Problem:
Find every line in the listing below that contains the string "boxes", and copy each of those lines. Case counts.

___ Data for processing

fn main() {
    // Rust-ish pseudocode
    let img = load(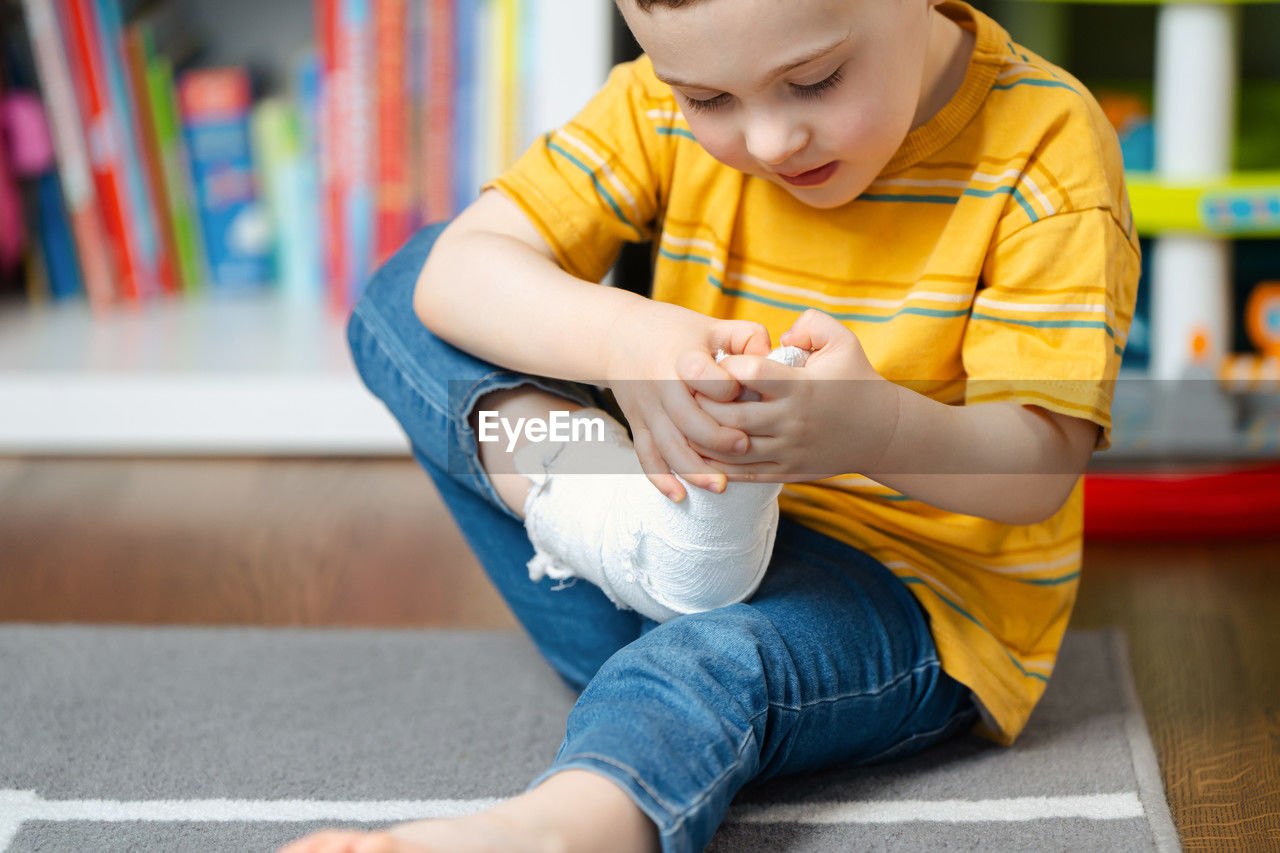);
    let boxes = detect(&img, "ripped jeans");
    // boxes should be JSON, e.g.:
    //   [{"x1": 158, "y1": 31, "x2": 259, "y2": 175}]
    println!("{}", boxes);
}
[{"x1": 347, "y1": 224, "x2": 977, "y2": 853}]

______

Written solution:
    let boxes = detect(&img, "ripped jeans");
    // boxes should be JSON, e.g.:
    println!("{}", boxes);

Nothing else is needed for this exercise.